REQUIRED WORK =
Each entry needs to be retyped exactly, with nothing added or dropped.

PROVIDED MATERIAL =

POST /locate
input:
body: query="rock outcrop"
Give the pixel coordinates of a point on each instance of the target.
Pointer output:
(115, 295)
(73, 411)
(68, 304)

RESPONSE =
POST /locate
input:
body: query="rock outcrop"
Give the pixel coordinates of a point on each instance of the target.
Pointer output:
(115, 295)
(73, 411)
(68, 304)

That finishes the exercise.